Text segment:

☆ ☆ ☆

Northumberland hedgerows at their finest

A recent visit to Northumberland had me flabbergasted at the difference one person can make. In an area perhaps not known for the quality of its hedges, (is that fair?) I knew I’d arrived at the right farm when the hedges changed from the over-trimmed, top heavy, sheep browsed, and leggy to big, billowing, thick and fruit-filled.

My visit happened to coincide with an unseasonable heatwave so we, like the livestock, kept to the shade that these wonderful hedges offer. I was reliably informed that they are worth their weight in gold in winter too, when these high hills are bombarded by strong wind and storms.

I immediately recognised a fellow hedge enthusiast in Kevin, who’s been farming here for a couple of decades. He told me about the 1840s map of the farm he stumbled upon by chance in a loft, and how he used it as a template to restore elements of the farm, including replanting 9km of hedgerow.

Exploring some exemplary hedges in Northumberland
Newly planted hedge

It’s not all about looking back though; these hedges add value to his farming as much, if not more, today than they did a century ago.

Restoring, replanting, rotation

And the restoration didn’t stop there. Kevin was convinced that one strange, curved field feature was another old hedge boundary, despite it not featuring on the old map or any since. Perhaps it was already lost by 1840s. But it looked like an old hedge line, and it made sense to have a hedge there so this one was re-planted too.

Kevin manages his hedges on a laying rotation. The young hedges are left to grow for 10 or so years after planting, at which point they are layed. To me, this is the best way to establish a good young hedge; it’s a great opportunity to remove the spiral tubes (honestly, there is never a good time for that job otherwise!). The regrowth thickens up the base as the 5-6 whips planted all regrow multi-stemmed, making for a much more robust hedge in the long term. A layed hedge also stores more carbon. But this wasn’t the main reason for this approach here. Kevin tells me that the leggy 70cm of stems at the bottom of the hedge, branchless due to the spiral tubes, act like a wind tunnel and funnel the wind directly at lamb height. Laying them is the best way to get rid of this legginess, (called a high base canopy) and protect the lambs in spring storms.

Exploring some exemplary hedges in Northumberland
A nine year old hedge, ready to lay.

‘I’ve learned since this one’ he tells me, ‘I should have left more space between the hedge and the fence, this is a bit of a squeeze to get in to lay.’ Hedges planted since have the fences further out, specifically so he doesn’t have to take the fence away to first lay the hedge. Even with his knowledge, experience and enthusiasm, there’s still more to learn and refine.

☆ ☆ ☆

Directive A:
According to the hedgerow text, what is the main reason Kevin lays his young hedges? Answer in one to three sentences.
The records that come next are unrelated to the hedgerow text.

☆ ☆ ☆

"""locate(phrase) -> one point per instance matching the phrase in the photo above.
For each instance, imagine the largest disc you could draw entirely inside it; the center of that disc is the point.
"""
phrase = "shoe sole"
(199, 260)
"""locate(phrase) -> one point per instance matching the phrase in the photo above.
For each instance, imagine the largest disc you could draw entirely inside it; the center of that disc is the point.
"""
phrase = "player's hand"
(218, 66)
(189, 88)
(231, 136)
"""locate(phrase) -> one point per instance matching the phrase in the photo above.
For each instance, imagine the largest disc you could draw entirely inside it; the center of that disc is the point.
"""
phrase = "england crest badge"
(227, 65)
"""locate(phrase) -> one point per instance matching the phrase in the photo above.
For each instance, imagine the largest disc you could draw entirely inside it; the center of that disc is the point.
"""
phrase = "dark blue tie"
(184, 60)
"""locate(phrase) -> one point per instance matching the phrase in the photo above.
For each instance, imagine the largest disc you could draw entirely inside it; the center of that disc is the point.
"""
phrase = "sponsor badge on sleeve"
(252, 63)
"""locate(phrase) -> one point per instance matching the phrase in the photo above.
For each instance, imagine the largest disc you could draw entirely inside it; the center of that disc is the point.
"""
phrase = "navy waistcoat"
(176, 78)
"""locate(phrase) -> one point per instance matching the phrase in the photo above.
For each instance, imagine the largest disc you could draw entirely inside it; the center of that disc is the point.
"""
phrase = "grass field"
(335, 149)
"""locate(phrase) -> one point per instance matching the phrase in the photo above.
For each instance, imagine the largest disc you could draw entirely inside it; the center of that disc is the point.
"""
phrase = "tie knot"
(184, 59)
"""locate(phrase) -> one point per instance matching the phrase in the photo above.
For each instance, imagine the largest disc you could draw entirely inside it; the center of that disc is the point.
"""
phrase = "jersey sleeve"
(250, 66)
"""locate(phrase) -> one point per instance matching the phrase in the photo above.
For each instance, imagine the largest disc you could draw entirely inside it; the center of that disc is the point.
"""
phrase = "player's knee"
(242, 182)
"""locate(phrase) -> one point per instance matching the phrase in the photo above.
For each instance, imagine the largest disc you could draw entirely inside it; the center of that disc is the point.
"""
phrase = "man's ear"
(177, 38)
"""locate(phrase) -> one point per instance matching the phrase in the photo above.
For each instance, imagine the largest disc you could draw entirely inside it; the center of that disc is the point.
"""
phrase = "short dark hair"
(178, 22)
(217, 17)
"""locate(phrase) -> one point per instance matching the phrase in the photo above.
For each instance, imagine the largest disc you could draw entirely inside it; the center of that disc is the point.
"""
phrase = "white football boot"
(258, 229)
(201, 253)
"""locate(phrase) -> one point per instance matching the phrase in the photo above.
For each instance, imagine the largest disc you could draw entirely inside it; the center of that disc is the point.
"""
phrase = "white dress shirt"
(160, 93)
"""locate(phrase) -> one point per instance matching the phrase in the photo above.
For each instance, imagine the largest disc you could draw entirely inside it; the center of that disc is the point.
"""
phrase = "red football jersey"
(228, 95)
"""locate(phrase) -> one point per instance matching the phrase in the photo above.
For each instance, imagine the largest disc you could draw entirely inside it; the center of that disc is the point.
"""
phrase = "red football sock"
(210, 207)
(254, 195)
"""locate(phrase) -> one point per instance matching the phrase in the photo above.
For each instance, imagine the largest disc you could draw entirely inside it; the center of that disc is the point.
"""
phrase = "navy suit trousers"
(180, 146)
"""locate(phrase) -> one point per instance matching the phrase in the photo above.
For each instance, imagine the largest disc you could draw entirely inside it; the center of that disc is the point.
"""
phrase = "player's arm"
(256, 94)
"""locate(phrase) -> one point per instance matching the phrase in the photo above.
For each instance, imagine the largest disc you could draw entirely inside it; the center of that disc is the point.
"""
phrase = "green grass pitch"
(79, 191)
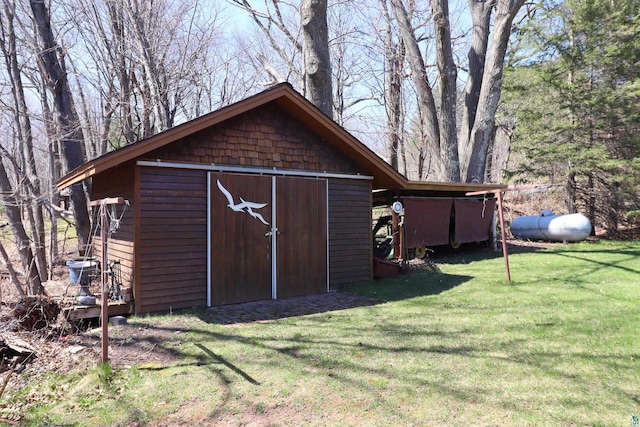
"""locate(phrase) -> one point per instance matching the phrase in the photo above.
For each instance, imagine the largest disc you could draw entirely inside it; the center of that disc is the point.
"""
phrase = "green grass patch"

☆ ☆ ☆

Directive B:
Please find each line in the records that contains the string "player", and copy it out. Case counts.

Task solution A:
The main reason is to protect the lambs. The spiral tubes leave the bottom 70cm of the young hedges' stems without branches, so that stretch acts like a wind tunnel and funnels the wind directly at lamb height. Laying the hedges removes this legginess, called a high base canopy, and shelters the lambs in spring storms.

Task solution B:
phrase = "player's hand"
phrase = "player's knee"
phrase = "player's arm"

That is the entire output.